Work to be completed.
This task calls for copying each line below that contains "circle".

(Stored records)

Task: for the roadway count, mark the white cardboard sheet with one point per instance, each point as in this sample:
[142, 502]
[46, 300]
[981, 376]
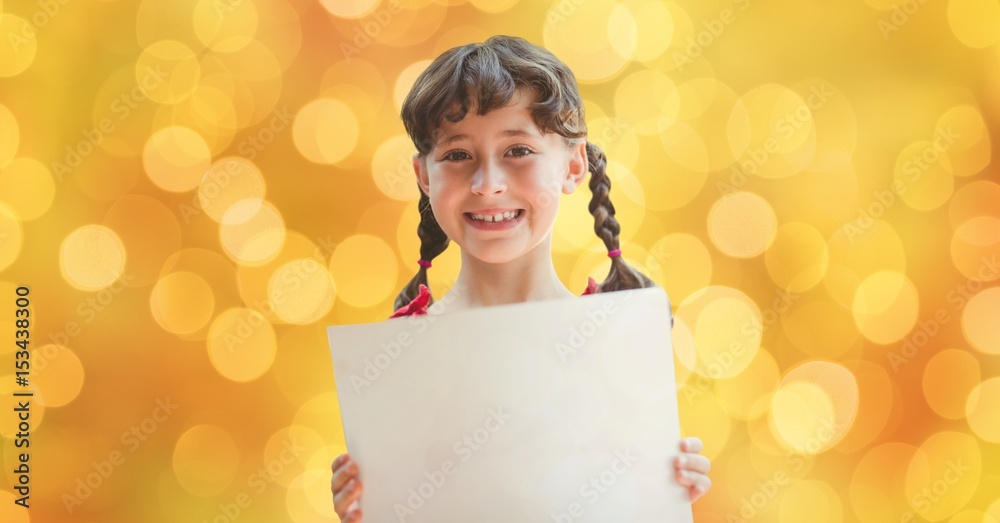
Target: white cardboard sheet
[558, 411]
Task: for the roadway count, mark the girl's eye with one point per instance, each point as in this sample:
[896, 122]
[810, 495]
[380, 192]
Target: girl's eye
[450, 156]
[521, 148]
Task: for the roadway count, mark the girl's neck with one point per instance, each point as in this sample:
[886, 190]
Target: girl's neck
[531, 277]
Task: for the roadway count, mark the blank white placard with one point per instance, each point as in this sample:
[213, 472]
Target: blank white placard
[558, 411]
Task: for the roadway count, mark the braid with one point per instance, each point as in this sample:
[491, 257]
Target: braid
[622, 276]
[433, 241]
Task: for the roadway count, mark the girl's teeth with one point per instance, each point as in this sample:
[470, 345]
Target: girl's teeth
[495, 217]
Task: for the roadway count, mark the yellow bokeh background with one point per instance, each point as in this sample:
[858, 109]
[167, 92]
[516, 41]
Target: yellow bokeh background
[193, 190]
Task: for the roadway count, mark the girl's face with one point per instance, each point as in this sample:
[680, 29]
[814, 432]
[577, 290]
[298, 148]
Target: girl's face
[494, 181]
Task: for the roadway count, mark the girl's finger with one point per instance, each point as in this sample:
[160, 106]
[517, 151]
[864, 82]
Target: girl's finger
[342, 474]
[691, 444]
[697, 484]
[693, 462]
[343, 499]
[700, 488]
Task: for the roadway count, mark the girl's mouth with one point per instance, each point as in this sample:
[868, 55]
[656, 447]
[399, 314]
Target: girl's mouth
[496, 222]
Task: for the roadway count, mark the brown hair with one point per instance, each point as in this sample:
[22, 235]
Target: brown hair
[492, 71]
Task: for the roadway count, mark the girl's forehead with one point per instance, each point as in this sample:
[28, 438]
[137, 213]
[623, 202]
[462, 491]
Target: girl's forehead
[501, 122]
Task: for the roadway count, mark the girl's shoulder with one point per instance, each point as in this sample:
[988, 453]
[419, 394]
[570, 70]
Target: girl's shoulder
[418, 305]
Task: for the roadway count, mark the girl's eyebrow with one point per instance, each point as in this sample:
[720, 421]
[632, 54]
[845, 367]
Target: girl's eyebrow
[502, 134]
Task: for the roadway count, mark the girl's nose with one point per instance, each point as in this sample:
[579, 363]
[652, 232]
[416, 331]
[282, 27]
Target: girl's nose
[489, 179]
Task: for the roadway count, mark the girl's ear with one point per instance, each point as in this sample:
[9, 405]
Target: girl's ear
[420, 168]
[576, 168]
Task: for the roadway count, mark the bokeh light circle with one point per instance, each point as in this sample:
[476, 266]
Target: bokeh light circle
* * *
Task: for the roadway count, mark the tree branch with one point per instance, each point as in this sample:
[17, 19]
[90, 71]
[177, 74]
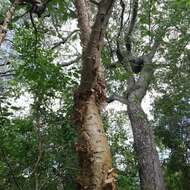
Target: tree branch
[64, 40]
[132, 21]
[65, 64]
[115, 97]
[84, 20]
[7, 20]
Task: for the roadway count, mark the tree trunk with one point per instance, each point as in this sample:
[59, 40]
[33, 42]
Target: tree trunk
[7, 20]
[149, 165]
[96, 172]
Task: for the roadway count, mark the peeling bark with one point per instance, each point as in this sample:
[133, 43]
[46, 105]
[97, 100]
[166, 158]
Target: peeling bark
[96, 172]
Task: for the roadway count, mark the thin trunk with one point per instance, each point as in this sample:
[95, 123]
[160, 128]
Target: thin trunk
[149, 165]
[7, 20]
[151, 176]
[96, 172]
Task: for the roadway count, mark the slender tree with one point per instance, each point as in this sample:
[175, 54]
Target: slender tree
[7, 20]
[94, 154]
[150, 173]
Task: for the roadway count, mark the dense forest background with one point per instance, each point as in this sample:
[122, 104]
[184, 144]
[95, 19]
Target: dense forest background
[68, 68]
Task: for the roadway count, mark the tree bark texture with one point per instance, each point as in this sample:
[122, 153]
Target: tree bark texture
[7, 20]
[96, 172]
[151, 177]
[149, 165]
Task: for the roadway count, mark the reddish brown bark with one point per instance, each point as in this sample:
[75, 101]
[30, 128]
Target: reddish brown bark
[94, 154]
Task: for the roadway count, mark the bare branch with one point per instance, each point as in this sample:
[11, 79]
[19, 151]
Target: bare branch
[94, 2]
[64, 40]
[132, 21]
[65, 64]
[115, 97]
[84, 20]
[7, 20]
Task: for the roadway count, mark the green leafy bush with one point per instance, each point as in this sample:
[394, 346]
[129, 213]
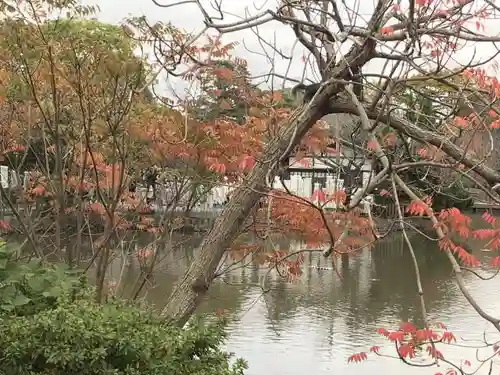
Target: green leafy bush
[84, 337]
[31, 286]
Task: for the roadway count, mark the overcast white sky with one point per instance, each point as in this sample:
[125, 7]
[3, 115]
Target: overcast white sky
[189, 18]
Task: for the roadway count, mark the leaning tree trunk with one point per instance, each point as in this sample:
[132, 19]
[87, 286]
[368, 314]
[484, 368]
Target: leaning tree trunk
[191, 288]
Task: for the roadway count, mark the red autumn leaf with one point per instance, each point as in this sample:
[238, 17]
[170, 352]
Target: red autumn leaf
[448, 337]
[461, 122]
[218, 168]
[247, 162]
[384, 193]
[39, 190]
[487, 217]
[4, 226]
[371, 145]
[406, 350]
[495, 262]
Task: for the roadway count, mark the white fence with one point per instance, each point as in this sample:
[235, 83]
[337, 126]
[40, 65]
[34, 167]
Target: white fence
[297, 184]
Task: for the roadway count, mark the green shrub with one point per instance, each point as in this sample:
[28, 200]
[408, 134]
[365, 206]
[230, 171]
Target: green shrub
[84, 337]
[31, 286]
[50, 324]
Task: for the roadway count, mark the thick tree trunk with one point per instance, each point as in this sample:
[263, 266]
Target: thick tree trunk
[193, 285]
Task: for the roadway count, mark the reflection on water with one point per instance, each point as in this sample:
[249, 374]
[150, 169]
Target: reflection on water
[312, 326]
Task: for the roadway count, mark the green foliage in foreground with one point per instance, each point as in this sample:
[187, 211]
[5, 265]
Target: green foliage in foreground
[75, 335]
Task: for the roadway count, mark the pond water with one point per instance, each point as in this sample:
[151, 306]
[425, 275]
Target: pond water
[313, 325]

Response.
Task: for the roadway count, mark the bokeh light circle with one point per instance, each point as in this sample:
Target: bokeh light circle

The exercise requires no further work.